Natural-language object grounding data:

________________

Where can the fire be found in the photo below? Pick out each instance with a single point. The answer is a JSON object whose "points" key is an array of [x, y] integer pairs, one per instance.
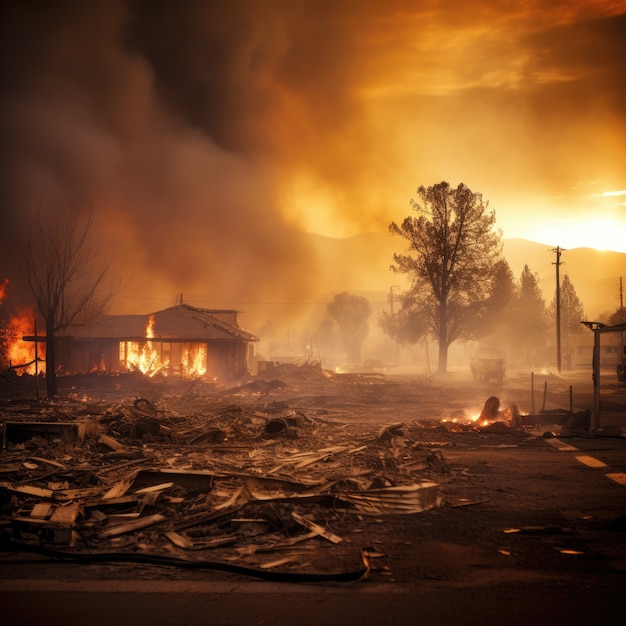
{"points": [[3, 289], [154, 357], [21, 352]]}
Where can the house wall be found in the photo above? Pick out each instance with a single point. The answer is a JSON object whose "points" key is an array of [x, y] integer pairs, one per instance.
{"points": [[215, 359]]}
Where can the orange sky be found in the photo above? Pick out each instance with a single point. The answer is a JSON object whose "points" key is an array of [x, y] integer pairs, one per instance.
{"points": [[209, 136]]}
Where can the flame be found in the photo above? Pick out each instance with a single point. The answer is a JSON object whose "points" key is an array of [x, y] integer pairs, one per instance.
{"points": [[3, 289], [20, 352], [151, 357]]}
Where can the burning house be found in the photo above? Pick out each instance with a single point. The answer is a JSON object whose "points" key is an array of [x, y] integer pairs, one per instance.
{"points": [[181, 341]]}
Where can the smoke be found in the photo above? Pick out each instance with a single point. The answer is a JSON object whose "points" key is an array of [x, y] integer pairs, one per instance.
{"points": [[209, 137]]}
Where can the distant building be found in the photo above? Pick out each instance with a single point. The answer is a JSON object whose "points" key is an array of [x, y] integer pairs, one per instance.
{"points": [[182, 340]]}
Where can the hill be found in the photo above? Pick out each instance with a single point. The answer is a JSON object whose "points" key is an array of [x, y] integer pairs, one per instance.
{"points": [[362, 264]]}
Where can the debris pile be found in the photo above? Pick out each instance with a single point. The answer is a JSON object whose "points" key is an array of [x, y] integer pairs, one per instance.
{"points": [[218, 479]]}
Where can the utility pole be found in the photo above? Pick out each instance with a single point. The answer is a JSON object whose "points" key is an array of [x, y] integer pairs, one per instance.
{"points": [[558, 251]]}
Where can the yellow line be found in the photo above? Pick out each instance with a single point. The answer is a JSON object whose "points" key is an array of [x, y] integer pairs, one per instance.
{"points": [[561, 445], [590, 461], [618, 477]]}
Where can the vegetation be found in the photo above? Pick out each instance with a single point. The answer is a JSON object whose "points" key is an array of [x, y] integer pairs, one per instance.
{"points": [[351, 313], [572, 314], [60, 263], [459, 281]]}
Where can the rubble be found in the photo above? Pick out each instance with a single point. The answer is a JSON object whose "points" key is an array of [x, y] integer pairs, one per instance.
{"points": [[208, 479]]}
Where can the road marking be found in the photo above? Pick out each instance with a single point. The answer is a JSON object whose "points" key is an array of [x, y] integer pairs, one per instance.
{"points": [[618, 477], [590, 461], [561, 445]]}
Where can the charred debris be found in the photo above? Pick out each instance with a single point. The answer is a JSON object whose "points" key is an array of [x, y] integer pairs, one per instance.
{"points": [[270, 478]]}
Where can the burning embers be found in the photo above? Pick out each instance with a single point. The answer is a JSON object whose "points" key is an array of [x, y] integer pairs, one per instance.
{"points": [[160, 357], [490, 414], [27, 357]]}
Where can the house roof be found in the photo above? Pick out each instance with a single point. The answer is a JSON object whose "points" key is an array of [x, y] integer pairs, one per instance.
{"points": [[178, 323]]}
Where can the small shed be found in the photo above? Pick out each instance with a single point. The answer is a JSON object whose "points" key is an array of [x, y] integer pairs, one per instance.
{"points": [[182, 340]]}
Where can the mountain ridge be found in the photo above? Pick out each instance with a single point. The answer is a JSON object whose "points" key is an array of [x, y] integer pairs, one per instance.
{"points": [[595, 274]]}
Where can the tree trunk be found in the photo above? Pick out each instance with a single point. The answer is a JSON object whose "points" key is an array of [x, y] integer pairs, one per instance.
{"points": [[442, 366], [51, 373]]}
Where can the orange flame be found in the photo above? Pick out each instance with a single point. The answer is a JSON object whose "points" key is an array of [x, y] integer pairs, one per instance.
{"points": [[151, 358], [3, 289], [20, 352]]}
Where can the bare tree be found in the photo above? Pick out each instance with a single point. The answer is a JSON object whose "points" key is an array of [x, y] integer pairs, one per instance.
{"points": [[69, 285], [455, 267]]}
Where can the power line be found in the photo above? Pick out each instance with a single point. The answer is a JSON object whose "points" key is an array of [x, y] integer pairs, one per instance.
{"points": [[558, 263]]}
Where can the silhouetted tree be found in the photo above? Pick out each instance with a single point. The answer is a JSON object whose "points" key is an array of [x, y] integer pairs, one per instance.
{"points": [[351, 314], [60, 263], [572, 314], [529, 319], [455, 269]]}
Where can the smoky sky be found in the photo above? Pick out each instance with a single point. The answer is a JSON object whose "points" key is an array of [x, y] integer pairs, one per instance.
{"points": [[209, 136]]}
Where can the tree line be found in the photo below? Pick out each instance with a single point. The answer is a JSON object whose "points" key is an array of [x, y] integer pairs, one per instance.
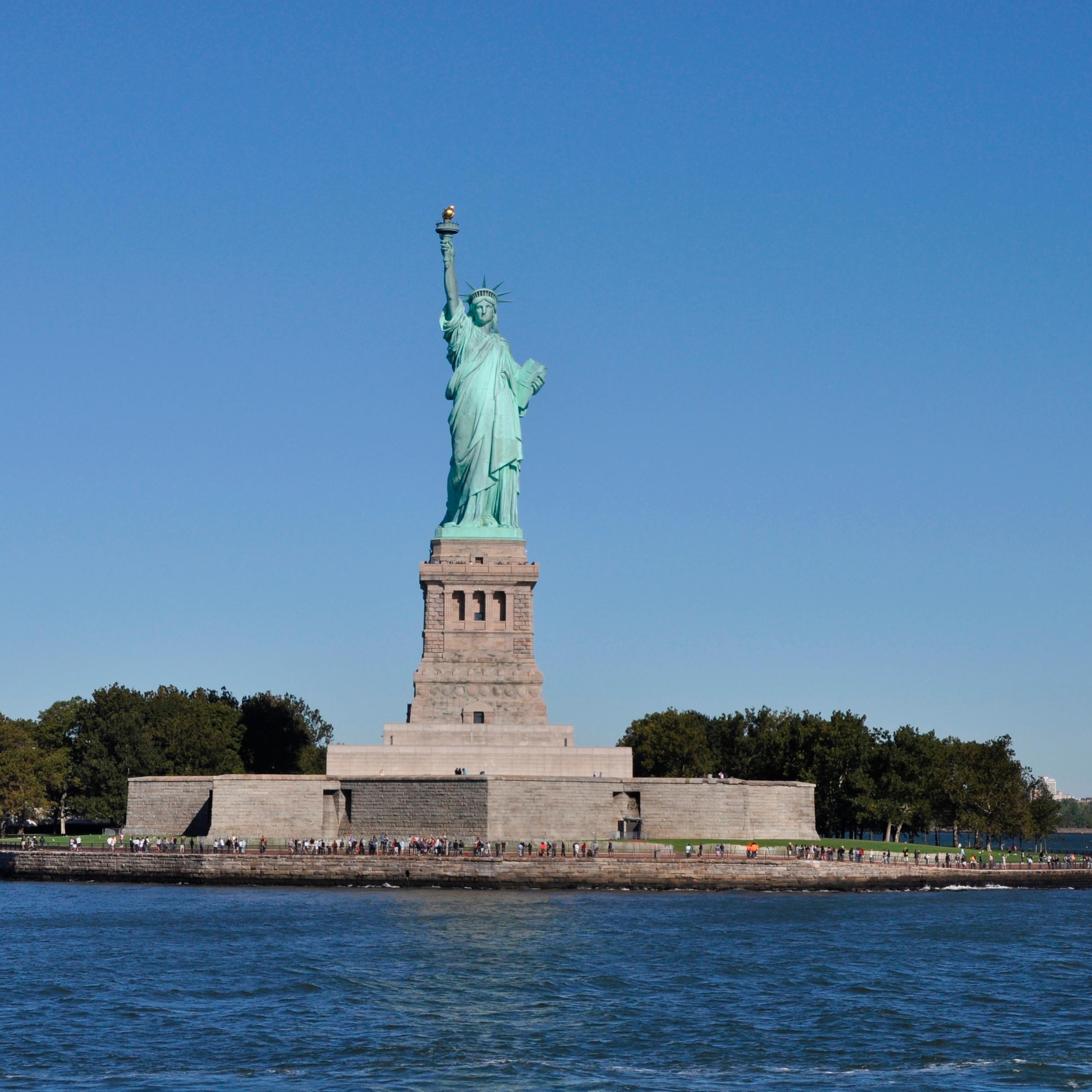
{"points": [[866, 779], [76, 758]]}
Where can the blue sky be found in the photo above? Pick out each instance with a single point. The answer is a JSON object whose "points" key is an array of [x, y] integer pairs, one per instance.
{"points": [[813, 283]]}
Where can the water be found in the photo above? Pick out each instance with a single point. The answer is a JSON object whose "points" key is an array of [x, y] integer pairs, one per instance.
{"points": [[136, 988]]}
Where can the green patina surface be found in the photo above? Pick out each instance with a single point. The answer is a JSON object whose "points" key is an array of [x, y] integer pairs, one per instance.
{"points": [[489, 394]]}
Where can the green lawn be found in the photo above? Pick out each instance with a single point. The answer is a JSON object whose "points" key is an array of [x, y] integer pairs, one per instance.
{"points": [[56, 839], [896, 848]]}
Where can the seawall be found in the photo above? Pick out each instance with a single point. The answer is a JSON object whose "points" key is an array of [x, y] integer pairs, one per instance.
{"points": [[551, 874]]}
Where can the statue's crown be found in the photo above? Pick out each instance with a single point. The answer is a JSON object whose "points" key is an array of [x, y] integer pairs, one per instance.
{"points": [[484, 291]]}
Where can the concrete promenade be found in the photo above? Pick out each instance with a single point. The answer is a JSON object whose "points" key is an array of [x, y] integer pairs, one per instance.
{"points": [[602, 873]]}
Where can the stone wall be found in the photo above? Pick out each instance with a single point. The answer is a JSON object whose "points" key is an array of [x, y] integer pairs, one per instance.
{"points": [[448, 807], [249, 805], [700, 808], [354, 760], [170, 806], [499, 808], [534, 873], [565, 808]]}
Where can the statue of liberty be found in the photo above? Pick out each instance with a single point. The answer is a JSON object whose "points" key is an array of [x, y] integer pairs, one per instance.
{"points": [[491, 392]]}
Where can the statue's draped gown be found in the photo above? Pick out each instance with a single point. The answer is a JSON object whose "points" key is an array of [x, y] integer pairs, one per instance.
{"points": [[491, 394]]}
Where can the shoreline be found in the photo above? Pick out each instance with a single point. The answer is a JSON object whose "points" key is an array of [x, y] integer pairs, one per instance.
{"points": [[602, 873]]}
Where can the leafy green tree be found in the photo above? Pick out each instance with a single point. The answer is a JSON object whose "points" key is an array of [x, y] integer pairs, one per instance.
{"points": [[123, 733], [998, 789], [903, 767], [112, 742], [196, 733], [55, 731], [22, 787], [282, 734], [845, 788], [1043, 812], [781, 746], [951, 785], [671, 745]]}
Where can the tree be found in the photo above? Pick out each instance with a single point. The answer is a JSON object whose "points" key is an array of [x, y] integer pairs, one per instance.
{"points": [[123, 733], [845, 790], [671, 745], [903, 776], [22, 790], [1043, 812], [112, 742], [55, 731], [997, 798], [282, 734], [951, 785], [196, 733]]}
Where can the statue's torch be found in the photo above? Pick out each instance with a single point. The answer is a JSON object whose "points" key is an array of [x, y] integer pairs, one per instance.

________________

Your goal
Every entry above, pictures excluded, needs to be duplicated exactly.

Exercise output
Where can the fire be found in the photo below? Pick out each instance with a single point. The answer is a JSON object whose "points" key is an array of [x, y] integer pairs, one per instance.
{"points": [[3, 289], [154, 357], [21, 352]]}
Where can the house wall be found in the photo above? Pick out each instance with a single point. The answer is a JSON object whose "points" key is an array of [x, y] integer pairs, one per instance.
{"points": [[215, 359]]}
Where can the orange sky be found in the photo above? Pick out each instance with a single point. The answer is a JSON object whose "points" key is an array of [x, y] integer pairs, one per instance.
{"points": [[209, 136]]}
Where can the flame be found in the photo above? Pick out each instance with a single point. The answer is a JSON object whose "points" key is an array of [x, y] integer pairs, one per instance.
{"points": [[3, 289], [20, 352], [151, 357]]}
Where can the burning house be found in the photo above? Pick out each instance with a single point. The answer is a JSON object whose "points" key is an array of [x, y] integer pairs, one per instance.
{"points": [[181, 341]]}
Where can the smoke be found in the photo above? Pick out each instance with a single point. The answer is a JSON object whose "points" key is an array of [x, y] integer pairs, one per instance.
{"points": [[209, 137]]}
Where can the distant building be found in the photo above? Pick out each instance with a single point. The answer is a JSON object whose "points" key is an array of [x, y] integer pairs, one per instance.
{"points": [[182, 340]]}
Where can the hill be found in the photo above? Pick out each instance with a single point. The answer is a JSON object whose "points" key is an array of [x, y] integer pairs, one per instance.
{"points": [[362, 264]]}
Where can the debris pile be found in the photo above? Pick out each instance with a single point. The answer is a JSON object whose "points" key is an array of [x, y] integer pairs, one per instance.
{"points": [[218, 479]]}
Where can the utility pole be found in the photo above? Pick out each instance with a single point. The answer is a JSON object whose "points" key is an array of [x, y] integer pairs, one per instance.
{"points": [[558, 251]]}
Where can the yellow line be found in the photo above? Pick out each instance with a single point. The answer is a JSON object whose "points" key is an array of [x, y] integer pairs, one per instance.
{"points": [[561, 445], [590, 461], [618, 477]]}
Where can the vegetation be found in the photo above? Pick out each instance with a single point. The answer is a JSON object whose "points" key is an array of [x, y] integer pairs, one per instance.
{"points": [[351, 313], [572, 314], [60, 263], [459, 281]]}
Where can the rubble be found in the photo above? Pick out each instance with a single point. The answer is a JSON object whose "points" key is an array of [x, y] integer pairs, one per instance.
{"points": [[208, 479]]}
Where can the road marking be found in the photo above? Pick out each instance with a single point. The answer is a JSON object whose "points" key is an array of [x, y] integer pairs, one per instance.
{"points": [[618, 477], [590, 461], [561, 445]]}
Where can the charred debris be found in the photo above? Pick out each instance with a single point. The answer is a JSON object whose "points" key is an array of [x, y] integer pairs, one per instance.
{"points": [[270, 478]]}
Where can the burning embers be found in the photo above? Pick out each instance with a single point. The answer is a JSON object whose "points" key is an array of [x, y] integer pairs, one per instance.
{"points": [[160, 357], [490, 414], [27, 357]]}
Where can the house roof be found in the photo above? Pick out each instance with a single point. The answer is a JSON object whose "points" key is an array of [x, y] integer pairs, one per instance.
{"points": [[178, 323]]}
Where can the small shed be found in the photo above? Pick out each instance with a single point. The answer is a JSON object whose "points" key is an array of [x, y] integer pairs, one per instance.
{"points": [[182, 340]]}
Where can the mountain ridge be found in the photo above? Pick out each instance with a single point. The answer is a JSON object whose "points" key is an array of [x, y] integer pairs, one per instance.
{"points": [[595, 274]]}
Where can the tree trunk be found in the photo above? Pick out each instance with a single point. The answer is a JSON object whose "points" key is an array of [x, y] integer pairs, one per instance.
{"points": [[442, 366], [51, 373]]}
Where can the orange flame be found in the photo above? Pick out each instance with a single point. The answer is a JSON object whose "points" key is an array of [x, y] integer pairs, one per instance.
{"points": [[151, 358], [3, 289], [20, 352]]}
Where can the bare tree be found in the photo above? Pick out each instance with a single point. The answer is a JSON object whose "points" key is an array of [x, y] integer pairs, one per instance.
{"points": [[69, 285], [455, 267]]}
Where can the power line be found in the photo above? Pick out each instance with a single point. The answer is a JSON object whose "points" key is an array of [x, y] integer pairs, one per instance.
{"points": [[558, 263]]}
Where can the silhouetted tree be found in the photo above? Pick out each instance with a single point. The answer is a JSON object whose "points" key is an array of [x, y] integer pairs, one per instance.
{"points": [[351, 314], [60, 263], [572, 314], [529, 319], [455, 269]]}
Where can the smoky sky be found in the photo above? Pick out each instance with a single point. The answer is a JSON object whose "points" key is an array of [x, y] integer pairs, one per instance.
{"points": [[209, 136]]}
Where can the tree line be found in the photo below? Pick out each instance with a single point. The answer is a JSON object whose "points" key is an array of [x, y] integer pairs, one per instance.
{"points": [[866, 779], [76, 758]]}
Where can the blue sky be found in the photo above? Pick out each instance with a single point. The answer is a JSON object whose "points" key is an array of [x, y] integer pairs, one per instance.
{"points": [[813, 283]]}
Where can the water be found in the photo above? Pick out each instance with a single point. The answer is a JSON object whose "points" key is an array of [x, y] integer pairs, one per instance.
{"points": [[136, 988]]}
Where can the green patina surface be found in the photo above? Pick out each instance with a single point. The answer is a JSON object whose "points" key is an array of [x, y] integer pairs, one per instance.
{"points": [[489, 394]]}
Where can the green lawn be found in the photo above? Pick out each instance with a single point. The answer is a JSON object whose "points" key is an array of [x, y] integer pairs, one per instance.
{"points": [[56, 839], [896, 848]]}
Where can the seawall be found in the photo above? Pick out each instance with a single point. The answer is a JSON object whose "points" key is an array of [x, y] integer pairs, one per instance.
{"points": [[551, 874]]}
Where can the statue's crown be found in the photo above? Pick out each instance with a single point. The answer is a JSON object whose "points" key is an array of [x, y] integer pairs, one per instance.
{"points": [[484, 291]]}
Where can the concrete promenade be found in the photo above? Pick out each instance with a single point. The answer is a JSON object whose "points" key is an array of [x, y] integer pairs, one per instance.
{"points": [[602, 873]]}
Where can the stone wall be found in the photo above? Pick out each instance with a single point. The answer is a JSON object whose "points" key is an array of [x, y] integer pairs, one per instance.
{"points": [[448, 807], [249, 805], [700, 808], [354, 760], [170, 806], [499, 808], [534, 873], [565, 808]]}
Where can the statue of liberty be found in the photo above? Pick out each instance with a single point. The answer is a JSON object whose "points" key is an array of [x, y] integer pairs, one per instance.
{"points": [[491, 392]]}
Where can the statue's draped gown be found in the photo above? Pick out each instance with a single point. The answer is a JSON object whose "points" key is an array of [x, y] integer pairs, one per instance.
{"points": [[491, 394]]}
Where can the shoreline be found in the photo above? Pick out each instance with a single point. The answer is a JSON object whose "points" key is an array of [x, y] integer pairs, one per instance.
{"points": [[602, 873]]}
Where can the leafy green tree be found in the photo above? Pick out each instance with a single point. The answer is a JSON object whose "points" key is an array of [x, y] integer pairs, one per instance.
{"points": [[123, 733], [998, 789], [903, 767], [112, 742], [196, 733], [55, 731], [22, 787], [282, 734], [845, 788], [1043, 812], [781, 746], [951, 785], [671, 745]]}
Where can the tree be found in the photo above? Pick out each instance with a single point. The answer is a JSON object whose "points" key is an array of [x, y] integer pairs, one per instance.
{"points": [[123, 733], [845, 790], [671, 745], [903, 776], [22, 790], [1043, 812], [112, 742], [55, 731], [997, 798], [282, 734], [951, 785], [196, 733]]}
Where can the statue's torch be found in the photo above? Pick out each instance with a single point. The answer is a JSON object whose "points" key is an array of [x, y] integer pairs, one per instance.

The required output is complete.